* To do: Quote every line below exactly as it reads.

* Exercise input:
────────────────

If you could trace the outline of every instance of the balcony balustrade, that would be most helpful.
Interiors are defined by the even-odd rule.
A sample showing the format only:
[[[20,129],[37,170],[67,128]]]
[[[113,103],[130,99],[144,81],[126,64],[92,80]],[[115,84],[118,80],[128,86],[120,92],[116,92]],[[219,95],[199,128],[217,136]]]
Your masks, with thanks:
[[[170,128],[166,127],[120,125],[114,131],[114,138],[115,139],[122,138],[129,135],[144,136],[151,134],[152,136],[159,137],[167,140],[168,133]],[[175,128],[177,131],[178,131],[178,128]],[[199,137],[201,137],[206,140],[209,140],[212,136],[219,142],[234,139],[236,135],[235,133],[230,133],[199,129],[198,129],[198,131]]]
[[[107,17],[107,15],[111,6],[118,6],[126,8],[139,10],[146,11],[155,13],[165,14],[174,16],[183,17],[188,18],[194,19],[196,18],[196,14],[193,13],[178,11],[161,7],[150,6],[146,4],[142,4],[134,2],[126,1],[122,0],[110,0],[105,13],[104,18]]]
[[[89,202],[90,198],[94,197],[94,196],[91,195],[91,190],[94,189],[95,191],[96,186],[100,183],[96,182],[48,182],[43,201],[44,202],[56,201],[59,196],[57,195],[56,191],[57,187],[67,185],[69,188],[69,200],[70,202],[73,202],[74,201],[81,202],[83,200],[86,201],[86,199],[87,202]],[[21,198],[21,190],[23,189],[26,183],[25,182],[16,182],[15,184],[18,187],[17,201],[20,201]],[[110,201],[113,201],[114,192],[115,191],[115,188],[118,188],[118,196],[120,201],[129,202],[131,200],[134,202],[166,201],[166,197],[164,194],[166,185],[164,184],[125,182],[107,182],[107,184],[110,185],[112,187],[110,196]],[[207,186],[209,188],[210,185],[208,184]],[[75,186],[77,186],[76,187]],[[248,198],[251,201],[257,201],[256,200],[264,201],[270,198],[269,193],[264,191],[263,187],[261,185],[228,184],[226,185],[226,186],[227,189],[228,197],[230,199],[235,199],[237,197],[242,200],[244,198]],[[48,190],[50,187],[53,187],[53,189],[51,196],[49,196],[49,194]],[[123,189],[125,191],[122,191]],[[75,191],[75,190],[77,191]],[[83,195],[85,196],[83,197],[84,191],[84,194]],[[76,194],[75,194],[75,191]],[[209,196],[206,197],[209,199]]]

────────────────

* Response to the exercise:
If you could trace the outline of every instance of the balcony balustrade, that would be most helpful.
Interiors are defined by the even-odd rule.
A sample showing the format only:
[[[20,129],[37,170],[67,128]]]
[[[113,103],[130,99],[144,81],[126,64],[92,80]],[[115,84],[118,80],[128,86],[120,92],[116,92]],[[219,95],[199,128],[217,136]]]
Your masks, with thanks:
[[[170,128],[166,127],[120,125],[114,131],[114,138],[115,139],[122,138],[129,135],[144,136],[151,134],[152,136],[159,137],[167,140],[168,133]],[[175,128],[177,131],[178,131],[178,128]],[[199,137],[201,137],[206,140],[209,140],[212,136],[219,142],[234,139],[236,135],[235,133],[230,133],[199,129],[198,129],[198,131]]]
[[[107,17],[107,15],[111,6],[118,6],[126,8],[139,10],[146,11],[155,13],[165,14],[174,16],[183,17],[188,18],[194,19],[196,18],[196,14],[193,13],[178,11],[161,7],[150,6],[146,4],[142,4],[134,2],[126,1],[122,0],[110,0],[105,13],[104,18]]]
[[[89,202],[90,198],[94,197],[94,196],[91,195],[91,190],[94,189],[95,191],[96,186],[100,183],[96,182],[48,182],[43,201],[44,202],[56,201],[59,196],[57,195],[56,191],[57,187],[67,185],[69,188],[69,200],[70,202],[73,202],[74,201],[81,202],[83,200],[86,201],[86,199],[87,202]],[[21,198],[21,190],[23,189],[26,183],[25,182],[16,182],[15,184],[18,187],[17,201],[20,201]],[[110,201],[113,201],[114,192],[115,191],[115,188],[118,188],[118,196],[120,201],[129,202],[131,200],[134,202],[166,201],[166,197],[164,194],[166,185],[164,184],[125,182],[107,182],[107,184],[110,185],[112,187],[110,196]],[[207,186],[209,188],[210,185],[208,184]],[[75,186],[77,186],[76,187]],[[248,198],[251,201],[257,201],[256,200],[264,201],[270,198],[269,193],[264,191],[263,187],[261,185],[228,184],[226,185],[226,186],[227,189],[228,197],[230,199],[235,199],[237,197],[242,200],[244,198]],[[48,190],[50,187],[53,187],[53,189],[51,196],[49,196],[49,194]],[[123,189],[125,191],[122,191]],[[75,191],[75,190],[77,191]],[[83,195],[85,196],[83,197],[84,191],[84,194]],[[76,194],[75,194],[75,191]],[[209,196],[206,197],[209,199]]]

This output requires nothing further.